» DIRECTIONS FOR THIS TASK: Return every one of the rows below word for word, with no changes of any kind.
--- Begin ---
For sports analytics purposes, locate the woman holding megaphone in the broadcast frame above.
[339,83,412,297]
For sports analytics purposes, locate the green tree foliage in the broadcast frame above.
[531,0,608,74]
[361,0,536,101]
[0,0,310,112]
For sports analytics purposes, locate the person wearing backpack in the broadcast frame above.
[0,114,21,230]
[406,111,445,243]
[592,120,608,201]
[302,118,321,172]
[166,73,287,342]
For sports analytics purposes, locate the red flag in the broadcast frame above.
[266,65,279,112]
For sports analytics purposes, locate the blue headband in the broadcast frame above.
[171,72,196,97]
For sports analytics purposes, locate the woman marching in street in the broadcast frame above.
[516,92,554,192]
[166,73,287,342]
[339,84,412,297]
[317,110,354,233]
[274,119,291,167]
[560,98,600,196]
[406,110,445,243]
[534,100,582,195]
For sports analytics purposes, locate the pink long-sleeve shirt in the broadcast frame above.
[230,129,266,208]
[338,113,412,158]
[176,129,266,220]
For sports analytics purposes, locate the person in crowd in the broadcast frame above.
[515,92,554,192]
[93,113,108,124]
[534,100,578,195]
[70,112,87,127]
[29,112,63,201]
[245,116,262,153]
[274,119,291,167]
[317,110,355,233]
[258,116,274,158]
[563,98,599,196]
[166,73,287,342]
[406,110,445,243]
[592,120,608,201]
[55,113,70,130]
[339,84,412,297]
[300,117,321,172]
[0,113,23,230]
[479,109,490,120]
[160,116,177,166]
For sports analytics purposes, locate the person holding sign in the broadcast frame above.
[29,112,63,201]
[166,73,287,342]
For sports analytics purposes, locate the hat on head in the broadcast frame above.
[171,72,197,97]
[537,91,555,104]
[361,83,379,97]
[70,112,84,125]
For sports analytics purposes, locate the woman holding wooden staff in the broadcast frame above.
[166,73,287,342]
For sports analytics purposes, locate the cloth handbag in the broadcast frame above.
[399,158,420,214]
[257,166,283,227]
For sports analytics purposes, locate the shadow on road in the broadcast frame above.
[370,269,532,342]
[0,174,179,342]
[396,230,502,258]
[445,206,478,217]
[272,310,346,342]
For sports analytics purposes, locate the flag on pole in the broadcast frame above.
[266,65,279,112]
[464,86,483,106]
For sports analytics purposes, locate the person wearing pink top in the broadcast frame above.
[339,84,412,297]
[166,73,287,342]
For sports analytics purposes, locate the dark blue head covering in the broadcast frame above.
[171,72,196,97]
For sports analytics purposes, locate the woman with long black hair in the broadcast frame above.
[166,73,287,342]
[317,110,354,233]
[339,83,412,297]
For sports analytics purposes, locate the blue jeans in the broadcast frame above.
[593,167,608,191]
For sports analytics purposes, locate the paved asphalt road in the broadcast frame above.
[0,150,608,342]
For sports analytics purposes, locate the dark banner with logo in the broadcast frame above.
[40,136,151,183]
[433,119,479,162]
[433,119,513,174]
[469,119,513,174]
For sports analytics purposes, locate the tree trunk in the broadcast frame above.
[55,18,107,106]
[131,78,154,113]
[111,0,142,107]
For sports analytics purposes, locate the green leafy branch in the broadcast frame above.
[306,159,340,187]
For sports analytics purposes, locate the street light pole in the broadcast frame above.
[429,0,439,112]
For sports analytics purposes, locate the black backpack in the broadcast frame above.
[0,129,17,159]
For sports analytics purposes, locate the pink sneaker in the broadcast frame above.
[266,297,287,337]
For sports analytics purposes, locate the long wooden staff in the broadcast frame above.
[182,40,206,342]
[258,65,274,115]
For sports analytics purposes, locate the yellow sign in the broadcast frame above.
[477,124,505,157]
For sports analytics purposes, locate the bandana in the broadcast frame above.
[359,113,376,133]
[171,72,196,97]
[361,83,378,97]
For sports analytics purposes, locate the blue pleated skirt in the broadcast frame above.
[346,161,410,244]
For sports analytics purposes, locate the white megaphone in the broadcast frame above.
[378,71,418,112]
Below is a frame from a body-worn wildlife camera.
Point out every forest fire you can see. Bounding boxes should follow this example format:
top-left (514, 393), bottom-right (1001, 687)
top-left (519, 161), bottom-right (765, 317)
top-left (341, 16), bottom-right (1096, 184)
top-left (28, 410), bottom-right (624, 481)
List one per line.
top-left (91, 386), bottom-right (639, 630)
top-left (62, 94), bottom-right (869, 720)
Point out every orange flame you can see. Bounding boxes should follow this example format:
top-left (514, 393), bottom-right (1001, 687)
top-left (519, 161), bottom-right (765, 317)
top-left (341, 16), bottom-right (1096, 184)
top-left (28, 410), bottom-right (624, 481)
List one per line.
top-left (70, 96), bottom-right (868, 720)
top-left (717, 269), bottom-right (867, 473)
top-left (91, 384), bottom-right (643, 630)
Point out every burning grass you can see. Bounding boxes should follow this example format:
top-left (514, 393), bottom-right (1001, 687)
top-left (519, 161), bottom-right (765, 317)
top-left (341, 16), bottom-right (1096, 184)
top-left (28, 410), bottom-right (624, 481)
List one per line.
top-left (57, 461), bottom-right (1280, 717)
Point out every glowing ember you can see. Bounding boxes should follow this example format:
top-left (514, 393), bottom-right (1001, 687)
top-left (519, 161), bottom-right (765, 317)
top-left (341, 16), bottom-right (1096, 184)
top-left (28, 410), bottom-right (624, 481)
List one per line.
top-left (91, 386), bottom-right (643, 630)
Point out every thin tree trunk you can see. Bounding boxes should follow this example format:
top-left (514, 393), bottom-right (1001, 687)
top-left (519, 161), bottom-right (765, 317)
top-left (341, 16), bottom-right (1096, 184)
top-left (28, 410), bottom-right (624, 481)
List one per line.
--- End ---
» ANSWER TO THE TASK:
For sports analytics purposes, locate the woman holding megaphone in the broadcast frame above.
[339,83,412,297]
For sports analytics purposes, locate the green tree foliage in the broadcast frame above.
[531,0,608,74]
[361,0,536,101]
[0,0,310,112]
For sports analytics purposes, locate the person wearing backpack in the broadcast frame above.
[0,114,21,230]
[406,111,445,243]
[592,120,608,201]
[302,118,321,172]
[166,73,287,342]
For sports analytics purposes, locate the red flag in the broadcast frame above.
[266,65,279,112]
For sports analytics purposes, locate the blue headband in the broadcast frame above.
[171,72,196,97]
For sports analytics purposes, locate the woman marching in street in the broadcast frame above.
[516,92,554,192]
[166,73,287,342]
[339,84,412,297]
[317,110,354,233]
[274,119,291,167]
[560,98,600,196]
[406,110,445,243]
[534,100,582,195]
For sports analytics purposes, locate the pink long-sleeve shirt in the broadcast frame above.
[230,129,266,208]
[338,113,412,158]
[176,129,266,220]
For sports analytics purposes, locate the person in crowd in the broadcast frame above.
[515,92,554,192]
[93,113,108,124]
[534,100,578,195]
[70,112,87,127]
[29,112,63,201]
[245,116,262,153]
[274,119,291,167]
[317,110,355,233]
[258,116,274,158]
[563,98,599,196]
[166,73,287,342]
[406,110,445,243]
[592,120,608,201]
[55,113,70,130]
[339,84,412,297]
[300,117,321,172]
[0,113,23,230]
[479,109,490,120]
[160,116,177,166]
For sports analytics purposes, locate the person holding sign in the broadcast frame above.
[29,112,63,201]
[166,73,287,342]
For sports analytics purposes, locate the hat on head in the broadcast frame above.
[171,72,197,97]
[537,91,555,104]
[361,83,379,97]
[70,112,84,125]
For sports analytics purposes, locate the woman holding wooden staff in the broadcast frame above.
[166,73,287,342]
For sports analytics purposes, locate the cloth handbag in the broadcast frame above.
[399,158,420,214]
[257,166,283,227]
For sports analytics purposes, locate the shadow on road in the broadcast frame above.
[370,269,532,342]
[0,174,179,342]
[396,230,502,258]
[445,206,478,217]
[272,310,346,342]
For sports analytics purposes, locate the flag on pole in the broadcast frame above.
[266,65,279,112]
[464,86,483,106]
For sports analytics purposes, locate the person wearing pink top in the broadcast frame above.
[339,84,412,297]
[166,73,287,342]
For sports analytics purposes, locate the dark blue head covering in the broadcast frame above.
[171,72,196,97]
For sports analytics purposes, locate the woman with long black hair in the broadcast frame above.
[166,73,287,342]
[317,110,354,233]
[339,83,412,297]
For sports analytics purposes, locate the blue jeans in the broadcast frame above.
[593,167,608,191]
For sports analytics purposes, locate the paved asphalt road in the broadcast frame above.
[0,150,608,342]
For sports analytics purposes, locate the dark banner with logo in the broadcast frame above.
[40,136,151,183]
[433,119,479,162]
[433,119,513,174]
[469,119,513,174]
For sports analytics purposes, locate the tree trunk in the broadcast frame above.
[55,18,107,106]
[131,78,154,113]
[111,0,142,107]
For sports analytics purposes, locate the green leafy branch in the broadcast frame above.
[306,159,340,187]
For sports analytics purposes, locate the street light pole in the broadcast frame above.
[429,0,439,112]
For sports analytics purposes, locate the black backpack in the broadcast frame above.
[0,129,17,159]
For sports analytics purposes, locate the pink sneaker in the broadcast frame above.
[266,297,287,337]
For sports analytics purposes, locate the long wooden staff in the broadcast frame above.
[182,40,206,342]
[258,65,274,115]
For sports analytics purposes, locate the yellow sign in the broadcast frame above.
[477,124,505,157]
For sports analytics purposes, locate the bandana in the broadcast frame above.
[359,113,376,133]
[171,72,196,97]
[361,83,378,97]
For sports analytics purposes, locate the blue pleated skirt in the broadcast frame above.
[346,161,410,244]
For sports analytics purposes, locate the white megaphone in the broadcast frame above.
[378,71,418,112]
Below is a frame from a body-worn wildlife camera.
Point out every forest fire you can see. Bounding boxes should follow this example format:
top-left (514, 393), bottom-right (1001, 687)
top-left (519, 161), bottom-right (765, 317)
top-left (341, 16), bottom-right (1096, 184)
top-left (28, 410), bottom-right (624, 481)
List one per line.
top-left (91, 386), bottom-right (639, 630)
top-left (62, 94), bottom-right (869, 720)
Point out every orange flame you can see. Bounding boxes should follow this example format:
top-left (514, 393), bottom-right (1001, 687)
top-left (519, 161), bottom-right (765, 317)
top-left (341, 16), bottom-right (1096, 184)
top-left (28, 410), bottom-right (624, 481)
List one per line.
top-left (70, 96), bottom-right (868, 720)
top-left (717, 269), bottom-right (867, 473)
top-left (91, 384), bottom-right (643, 630)
Point out every burning grass you can see. Bounding boxes should follow this example format:
top-left (514, 393), bottom-right (1001, 687)
top-left (519, 161), bottom-right (765, 317)
top-left (341, 16), bottom-right (1096, 184)
top-left (28, 410), bottom-right (624, 481)
List one per line.
top-left (57, 461), bottom-right (1280, 717)
Point out every glowing ember you can see. Bounding boxes should follow this example format:
top-left (514, 393), bottom-right (1001, 687)
top-left (519, 161), bottom-right (765, 317)
top-left (341, 16), bottom-right (1096, 184)
top-left (28, 410), bottom-right (624, 481)
List one per line.
top-left (91, 386), bottom-right (643, 630)
Point out every thin tree trunk you can see. Bounding boxes should follow this example format:
top-left (514, 393), bottom-right (1001, 687)
top-left (519, 161), bottom-right (765, 317)
top-left (341, 16), bottom-right (1096, 184)
top-left (28, 410), bottom-right (624, 481)
List one per line.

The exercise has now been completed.